• _Passage to read_
>>>

Foundational systems of record

The pandemic has driven a proliferation of legal and compliance work even as teams face disruption to their working environments. At the same time, the organizations they support face heightened demands for corporate accountability and transparency. All the while, sophisticated innovations like analytics and AI promise to fundamentally change the practice and business of law, despite perennially remaining 5-10 years away.

Investments in foundational system(s) of record for legal and compliance promise to address all three trends, enabling better capture and reuse of work product, reducing the otherwise ad hoc data capture required for ESG reporting, and building datasets that could unlock the potential of analytics and AI. On the hype cycle for legal and compliance technologies there are several related technologies on or near the plateau that can help create such a system of record of that will benefit directly from one.

<<<

• _Source information_
>>>

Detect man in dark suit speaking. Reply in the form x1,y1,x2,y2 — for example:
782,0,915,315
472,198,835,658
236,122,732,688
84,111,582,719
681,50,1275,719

<<<

• _Apply what you read_
1. Reproduce everything in the passage on systems of record from "Investments in foundational" down to "directly from one.".
2. According to the passage on systems of record, how can investments in foundational systems of record for legal and compliance address all three trends it describes? Answer in one to three sentences.

• _Your written answers_
1.
Investments in foundational system(s) of record for legal and compliance promise to address all three trends, enabling better capture and reuse of work product, reducing the otherwise ad hoc data capture required for ESG reporting, and building datasets that could unlock the potential of analytics and AI. On the hype cycle for legal and compliance technologies there are several related technologies on or near the plateau that can help create such a system of record of that will benefit directly from one.

2. Such investments enable better capture and reuse of work product. They also reduce the otherwise ad hoc data capture required for ESG reporting and build datasets that could unlock the potential of analytics and AI.